### Assigned task
Print the records below again, character for character, with no changes.

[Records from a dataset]
= = = = = = =

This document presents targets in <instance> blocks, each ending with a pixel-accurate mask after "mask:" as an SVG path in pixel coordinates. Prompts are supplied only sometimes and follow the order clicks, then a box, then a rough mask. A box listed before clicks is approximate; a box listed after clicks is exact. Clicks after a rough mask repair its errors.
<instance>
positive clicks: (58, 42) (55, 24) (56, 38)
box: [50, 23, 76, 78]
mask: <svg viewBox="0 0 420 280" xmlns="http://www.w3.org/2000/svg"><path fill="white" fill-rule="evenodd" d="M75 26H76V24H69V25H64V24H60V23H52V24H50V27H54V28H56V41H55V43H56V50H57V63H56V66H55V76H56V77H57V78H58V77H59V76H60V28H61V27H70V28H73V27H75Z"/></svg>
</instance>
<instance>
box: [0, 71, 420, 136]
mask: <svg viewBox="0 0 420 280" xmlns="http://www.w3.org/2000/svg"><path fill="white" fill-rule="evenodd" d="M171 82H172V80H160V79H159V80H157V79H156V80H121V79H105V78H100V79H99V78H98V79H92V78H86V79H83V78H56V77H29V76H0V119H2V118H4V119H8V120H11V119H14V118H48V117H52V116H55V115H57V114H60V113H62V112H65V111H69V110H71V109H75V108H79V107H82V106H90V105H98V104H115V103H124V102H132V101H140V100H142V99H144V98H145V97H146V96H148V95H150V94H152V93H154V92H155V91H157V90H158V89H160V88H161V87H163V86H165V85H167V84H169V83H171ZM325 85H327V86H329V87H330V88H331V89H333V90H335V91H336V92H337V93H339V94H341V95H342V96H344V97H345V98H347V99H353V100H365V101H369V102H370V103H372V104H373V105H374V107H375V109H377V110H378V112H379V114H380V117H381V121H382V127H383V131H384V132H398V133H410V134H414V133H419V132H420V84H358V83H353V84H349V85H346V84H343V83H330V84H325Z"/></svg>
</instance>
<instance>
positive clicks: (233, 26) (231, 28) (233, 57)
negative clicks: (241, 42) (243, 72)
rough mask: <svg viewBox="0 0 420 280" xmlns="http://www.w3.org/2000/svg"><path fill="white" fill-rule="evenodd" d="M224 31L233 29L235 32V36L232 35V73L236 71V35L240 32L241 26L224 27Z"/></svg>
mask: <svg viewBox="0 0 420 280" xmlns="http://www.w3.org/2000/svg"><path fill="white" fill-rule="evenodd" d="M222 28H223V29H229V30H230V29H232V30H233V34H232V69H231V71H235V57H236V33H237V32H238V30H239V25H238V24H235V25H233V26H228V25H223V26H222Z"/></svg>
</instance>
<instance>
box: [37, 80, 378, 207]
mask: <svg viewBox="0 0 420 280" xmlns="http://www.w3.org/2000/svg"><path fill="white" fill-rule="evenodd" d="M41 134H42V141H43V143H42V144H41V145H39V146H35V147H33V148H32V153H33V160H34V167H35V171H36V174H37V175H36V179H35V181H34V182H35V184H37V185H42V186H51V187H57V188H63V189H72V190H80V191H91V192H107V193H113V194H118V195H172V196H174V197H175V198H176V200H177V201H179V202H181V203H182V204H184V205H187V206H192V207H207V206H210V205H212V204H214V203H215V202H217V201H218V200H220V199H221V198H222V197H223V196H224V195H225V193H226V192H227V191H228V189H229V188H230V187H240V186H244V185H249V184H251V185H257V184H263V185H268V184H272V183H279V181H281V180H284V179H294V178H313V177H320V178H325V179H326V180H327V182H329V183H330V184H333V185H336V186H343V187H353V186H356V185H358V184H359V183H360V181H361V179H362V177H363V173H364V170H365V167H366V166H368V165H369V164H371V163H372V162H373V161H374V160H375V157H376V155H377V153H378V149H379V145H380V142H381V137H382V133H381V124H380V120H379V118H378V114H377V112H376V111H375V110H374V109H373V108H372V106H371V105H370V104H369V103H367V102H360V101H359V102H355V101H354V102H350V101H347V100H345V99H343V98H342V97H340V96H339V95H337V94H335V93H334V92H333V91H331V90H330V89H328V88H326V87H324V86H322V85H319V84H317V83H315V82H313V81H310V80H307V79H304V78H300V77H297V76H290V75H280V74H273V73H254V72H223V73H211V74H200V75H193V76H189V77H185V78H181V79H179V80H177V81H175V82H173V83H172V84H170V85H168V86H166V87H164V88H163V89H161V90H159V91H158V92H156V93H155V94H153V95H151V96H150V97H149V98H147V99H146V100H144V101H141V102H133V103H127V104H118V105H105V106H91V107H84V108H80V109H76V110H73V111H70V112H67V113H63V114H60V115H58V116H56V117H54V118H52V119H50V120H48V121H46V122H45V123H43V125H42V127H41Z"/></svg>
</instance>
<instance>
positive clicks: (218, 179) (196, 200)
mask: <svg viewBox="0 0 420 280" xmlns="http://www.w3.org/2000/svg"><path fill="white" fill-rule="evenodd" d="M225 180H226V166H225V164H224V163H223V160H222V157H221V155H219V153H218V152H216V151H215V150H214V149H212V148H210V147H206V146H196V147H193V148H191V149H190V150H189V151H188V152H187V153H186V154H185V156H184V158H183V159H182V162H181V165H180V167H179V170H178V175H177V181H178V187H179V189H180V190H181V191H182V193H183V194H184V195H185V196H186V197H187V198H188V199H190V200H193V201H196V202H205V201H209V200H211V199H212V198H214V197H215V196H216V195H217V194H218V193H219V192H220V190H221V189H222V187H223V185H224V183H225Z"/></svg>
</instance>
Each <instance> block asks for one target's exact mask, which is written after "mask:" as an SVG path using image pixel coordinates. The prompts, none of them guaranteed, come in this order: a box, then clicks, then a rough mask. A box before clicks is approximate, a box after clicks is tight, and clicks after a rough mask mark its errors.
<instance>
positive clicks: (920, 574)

= = = = = = =

### Response to the exercise
This document presents targets in <instance> blocks, each ending with a pixel-accurate mask after "mask:" as an SVG path in pixel coordinates. Prompts are supplied only sometimes and follow the order clicks, then a box, then a rough mask. A box listed before clicks is approximate; a box listed after clicks is exact. Clicks after a rough mask repair its errors.
<instance>
positive clicks: (58, 42) (55, 24) (56, 38)
box: [50, 23, 76, 78]
mask: <svg viewBox="0 0 420 280" xmlns="http://www.w3.org/2000/svg"><path fill="white" fill-rule="evenodd" d="M75 26H76V24H69V25H64V24H60V23H52V24H50V27H54V28H56V41H55V43H56V50H57V63H56V66H55V76H56V77H57V78H58V77H59V76H60V28H61V27H70V28H73V27H75Z"/></svg>
</instance>
<instance>
box: [0, 71, 420, 136]
mask: <svg viewBox="0 0 420 280" xmlns="http://www.w3.org/2000/svg"><path fill="white" fill-rule="evenodd" d="M171 82H172V80H160V79H159V80H157V79H156V80H121V79H105V78H100V79H99V78H98V79H92V78H86V79H83V78H56V77H29V76H0V119H2V118H4V119H8V120H11V119H14V118H48V117H52V116H55V115H57V114H60V113H62V112H65V111H69V110H71V109H75V108H79V107H82V106H90V105H98V104H115V103H124V102H132V101H140V100H142V99H144V98H145V97H146V96H148V95H150V94H152V93H154V92H155V91H157V90H158V89H160V88H161V87H163V86H165V85H167V84H169V83H171ZM325 85H327V86H329V87H330V88H331V89H333V90H335V91H336V92H337V93H339V94H341V95H342V96H344V97H345V98H347V99H353V100H365V101H369V102H370V103H372V104H373V105H374V107H375V109H377V110H378V112H379V114H380V117H381V121H382V127H383V131H384V132H398V133H410V134H414V133H419V132H420V84H358V83H353V84H349V85H346V84H343V83H330V84H325Z"/></svg>
</instance>
<instance>
positive clicks: (233, 26) (231, 28) (233, 57)
negative clicks: (241, 42) (243, 72)
rough mask: <svg viewBox="0 0 420 280" xmlns="http://www.w3.org/2000/svg"><path fill="white" fill-rule="evenodd" d="M224 31L233 29L235 32V36L232 35V73L236 71V35L240 32L241 26L224 27Z"/></svg>
mask: <svg viewBox="0 0 420 280" xmlns="http://www.w3.org/2000/svg"><path fill="white" fill-rule="evenodd" d="M222 28H223V29H229V30H230V29H232V30H233V34H232V69H231V71H235V57H236V33H237V32H238V30H239V25H238V24H235V25H233V26H228V25H223V26H222Z"/></svg>
</instance>
<instance>
box: [37, 80, 378, 207]
mask: <svg viewBox="0 0 420 280" xmlns="http://www.w3.org/2000/svg"><path fill="white" fill-rule="evenodd" d="M41 134H42V141H43V143H42V144H41V145H39V146H35V147H33V148H32V153H33V160H34V167H35V171H36V174H37V175H36V179H35V181H34V182H35V184H37V185H42V186H51V187H57V188H63V189H72V190H80V191H91V192H107V193H113V194H118V195H172V196H174V197H175V198H176V200H177V201H179V202H181V203H182V204H184V205H187V206H192V207H207V206H210V205H212V204H214V203H215V202H217V201H218V200H220V199H221V198H222V197H223V196H224V195H225V193H226V192H227V191H228V189H229V188H230V187H240V186H244V185H249V184H251V185H257V184H263V185H268V184H272V183H279V181H281V180H284V179H294V178H313V177H320V178H325V179H326V180H327V182H329V183H330V184H333V185H336V186H343V187H353V186H356V185H358V184H359V183H360V181H361V179H362V177H363V173H364V170H365V167H366V166H368V165H369V164H371V163H372V162H373V161H374V160H375V157H376V155H377V153H378V149H379V145H380V142H381V137H382V133H381V124H380V120H379V118H378V114H377V112H376V111H375V110H374V109H373V108H372V106H371V105H370V104H369V103H367V102H360V101H359V102H355V101H354V102H350V101H347V100H345V99H343V98H342V97H340V96H339V95H337V94H335V93H334V92H333V91H331V90H330V89H328V88H326V87H324V86H322V85H319V84H317V83H315V82H313V81H310V80H307V79H304V78H300V77H297V76H290V75H280V74H273V73H254V72H223V73H211V74H200V75H193V76H189V77H185V78H181V79H179V80H177V81H175V82H173V83H172V84H170V85H168V86H166V87H164V88H163V89H161V90H159V91H158V92H156V93H155V94H153V95H151V96H150V97H149V98H147V99H146V100H144V101H141V102H133V103H127V104H118V105H105V106H91V107H84V108H80V109H76V110H73V111H70V112H67V113H63V114H60V115H58V116H56V117H54V118H52V119H50V120H48V121H46V122H45V123H43V125H42V127H41Z"/></svg>
</instance>
<instance>
positive clicks: (218, 179) (196, 200)
mask: <svg viewBox="0 0 420 280" xmlns="http://www.w3.org/2000/svg"><path fill="white" fill-rule="evenodd" d="M225 180H226V166H225V164H224V163H223V160H222V157H221V155H219V153H218V152H216V151H215V150H214V149H212V148H210V147H206V146H196V147H193V148H191V149H190V150H189V151H188V152H187V153H186V154H185V156H184V158H183V159H182V162H181V165H180V167H179V170H178V175H177V181H178V187H179V189H180V190H181V191H182V193H183V194H184V195H185V196H186V197H187V198H188V199H190V200H193V201H196V202H205V201H209V200H211V199H212V198H214V197H215V196H216V195H217V194H218V193H219V192H220V190H221V189H222V187H223V185H224V183H225Z"/></svg>
</instance>
Each <instance> block asks for one target's exact mask, which is written after "mask:" as an SVG path using image pixel coordinates. The prompts, none of them guaranteed, come in this order: a box, then clicks, then a rough mask. A box before clicks is approximate, a box after clicks is tight, and clicks after a rough mask mark its errors.
<instance>
positive clicks: (920, 574)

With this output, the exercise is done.